BEGIN Extract provided

Experimental methods

Materials

Cardanol was obtained from Sathya Cashew products Chennai. Formaldehyde, N-methyl 2-pyrrolidone, sodium hydroxide, potassium permanganate, chloroform, and hydrazine hydrate were purchased from Merck and were used as received. Diglycidyl ether of bisphenol – A (DGEBA epoxy resin) (LY556) was utilized as matrix resin in the present study and it was received from Ciba-Geigy Ltd. Natural graphite was purchased from Active Carbon India Pvt. Ltd., India. Sulfuric acid (H2SO4, 95–98%) was purchased from Ranbaxy Chemicals, India. Hydrogen peroxide (H2O2) was purchased from SD Fine Chemicals, India. Sodium nitrate (NaNO3), caprolactam, sodium hypo phosphate, dimethylformamide (DMF) and diphenyldiaminomethane (DDM) were purchased from SRL chemicals, Chennai.

Synthesis of N,N′-(4,4′-methylenebis (4,1-phenylene))bis(6-aminohexanamide)-(CPA)

CPA was synthesized as per modified procedure reported earlier by our research group.20 In a 250 mL two necked round bottomed flask equipped with condenser, 100 mL of N-methyl pyrrolidone (NMP), 10 g (0.0883 mol) of caprolactam, 7.8 g (0.0442 mol) of 4,4′ methylenedianiline and 5 mg of alkali hypo phosphate catalyst were added. The mixture was allowed react at 100 °C for 24 h with efficient agitation to facilitate completion of reaction. The product was filtered by separation (yield 85%) (Scheme 1).
image file: c4ra14383c-s1.tif
Scheme 1 Synthesis of CPA.

Synthesis of CPA–cardanol benzoxazine (CBZ)

To the CPA (5 g, 0.011 mol) in chloroform, formaldehyde (1.4 g, 0.047 mol) was added and stirred for 30 minutes at 0 °C. Subsequently, 7.42 g of cardanol (0.023 mol) was added to the reaction mixture and stirred for overnight at 70 °C. After the completion of reaction, the reaction mixture was extracted with ethyl acetate and washed with 2 N NaOH, water, brine and concentrated the organic layer to obtain the product (yield 95%) (Scheme 2) and preserved for further use.

END Extract provided

- Instructions to follow
Please answer these questions from the experimental methods text, one line each:
(a) Which company supplied the DGEBA epoxy resin?
(b) At what temperature and for how long did the CPA reaction mixture react?
(c) What yield is given for the CPA–cardanol benzoxazine product?

BEGIN Provided information

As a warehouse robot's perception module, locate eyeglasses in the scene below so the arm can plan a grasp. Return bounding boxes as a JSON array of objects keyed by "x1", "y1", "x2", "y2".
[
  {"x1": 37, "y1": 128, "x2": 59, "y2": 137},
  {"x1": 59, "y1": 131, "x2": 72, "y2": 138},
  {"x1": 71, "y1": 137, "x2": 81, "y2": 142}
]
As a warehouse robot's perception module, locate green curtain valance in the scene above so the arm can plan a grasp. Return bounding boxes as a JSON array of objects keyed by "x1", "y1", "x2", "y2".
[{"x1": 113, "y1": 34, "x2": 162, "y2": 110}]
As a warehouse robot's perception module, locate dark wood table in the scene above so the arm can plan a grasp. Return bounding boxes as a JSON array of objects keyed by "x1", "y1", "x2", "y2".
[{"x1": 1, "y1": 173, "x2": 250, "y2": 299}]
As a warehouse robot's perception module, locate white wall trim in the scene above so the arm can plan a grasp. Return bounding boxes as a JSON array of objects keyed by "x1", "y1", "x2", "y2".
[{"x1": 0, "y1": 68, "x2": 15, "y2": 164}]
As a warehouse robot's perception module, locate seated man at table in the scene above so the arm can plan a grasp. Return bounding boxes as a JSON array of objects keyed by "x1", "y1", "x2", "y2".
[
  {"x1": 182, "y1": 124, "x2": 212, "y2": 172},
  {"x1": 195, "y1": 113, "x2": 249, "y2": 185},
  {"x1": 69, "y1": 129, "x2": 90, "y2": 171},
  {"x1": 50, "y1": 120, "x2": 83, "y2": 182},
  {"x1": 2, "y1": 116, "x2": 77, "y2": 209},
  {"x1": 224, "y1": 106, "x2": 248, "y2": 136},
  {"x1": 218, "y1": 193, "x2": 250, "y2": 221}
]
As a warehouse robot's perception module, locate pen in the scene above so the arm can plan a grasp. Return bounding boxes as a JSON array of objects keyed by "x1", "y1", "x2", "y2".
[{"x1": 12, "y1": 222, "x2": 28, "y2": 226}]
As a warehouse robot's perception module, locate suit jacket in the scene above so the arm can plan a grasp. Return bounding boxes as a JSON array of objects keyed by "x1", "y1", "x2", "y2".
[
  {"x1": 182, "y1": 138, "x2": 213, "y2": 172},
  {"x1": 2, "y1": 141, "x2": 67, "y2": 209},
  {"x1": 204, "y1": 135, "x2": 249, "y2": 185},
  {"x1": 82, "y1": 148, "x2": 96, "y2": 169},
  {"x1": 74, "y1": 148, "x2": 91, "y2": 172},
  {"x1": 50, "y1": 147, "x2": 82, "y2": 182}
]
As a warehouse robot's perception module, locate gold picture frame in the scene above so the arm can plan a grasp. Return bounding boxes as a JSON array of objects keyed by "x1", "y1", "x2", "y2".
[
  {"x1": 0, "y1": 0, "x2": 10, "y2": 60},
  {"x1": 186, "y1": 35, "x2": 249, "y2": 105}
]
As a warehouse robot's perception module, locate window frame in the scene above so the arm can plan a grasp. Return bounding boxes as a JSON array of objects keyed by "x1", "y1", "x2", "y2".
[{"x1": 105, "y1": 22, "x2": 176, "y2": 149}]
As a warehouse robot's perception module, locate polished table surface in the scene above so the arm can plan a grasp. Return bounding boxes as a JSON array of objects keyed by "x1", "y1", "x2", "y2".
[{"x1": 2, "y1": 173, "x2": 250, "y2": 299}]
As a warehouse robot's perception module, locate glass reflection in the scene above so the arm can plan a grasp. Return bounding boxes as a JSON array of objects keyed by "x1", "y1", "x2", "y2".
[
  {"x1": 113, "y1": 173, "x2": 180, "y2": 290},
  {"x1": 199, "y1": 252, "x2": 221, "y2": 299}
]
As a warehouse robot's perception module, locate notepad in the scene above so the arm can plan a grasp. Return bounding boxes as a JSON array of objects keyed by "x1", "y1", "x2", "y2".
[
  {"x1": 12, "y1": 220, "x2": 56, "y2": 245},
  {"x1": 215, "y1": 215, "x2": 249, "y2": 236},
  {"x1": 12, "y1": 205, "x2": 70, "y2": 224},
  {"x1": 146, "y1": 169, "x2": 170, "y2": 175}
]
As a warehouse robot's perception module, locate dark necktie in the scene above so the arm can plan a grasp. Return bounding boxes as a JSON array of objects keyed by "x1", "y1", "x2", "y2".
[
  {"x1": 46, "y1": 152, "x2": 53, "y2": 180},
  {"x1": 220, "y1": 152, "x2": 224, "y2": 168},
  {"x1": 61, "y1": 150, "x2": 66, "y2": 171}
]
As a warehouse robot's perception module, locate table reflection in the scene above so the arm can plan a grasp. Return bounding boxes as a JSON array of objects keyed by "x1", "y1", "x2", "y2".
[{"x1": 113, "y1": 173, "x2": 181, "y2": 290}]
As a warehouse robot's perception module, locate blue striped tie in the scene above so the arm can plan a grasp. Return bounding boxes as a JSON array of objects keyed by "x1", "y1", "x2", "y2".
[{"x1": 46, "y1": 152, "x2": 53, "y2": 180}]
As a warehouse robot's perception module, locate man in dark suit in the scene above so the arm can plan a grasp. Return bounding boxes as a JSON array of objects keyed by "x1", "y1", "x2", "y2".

END Provided information

- Result of this task
(a) Ciba-Geigy Ltd.
(b) 100 °C for 24 h
(c) 95%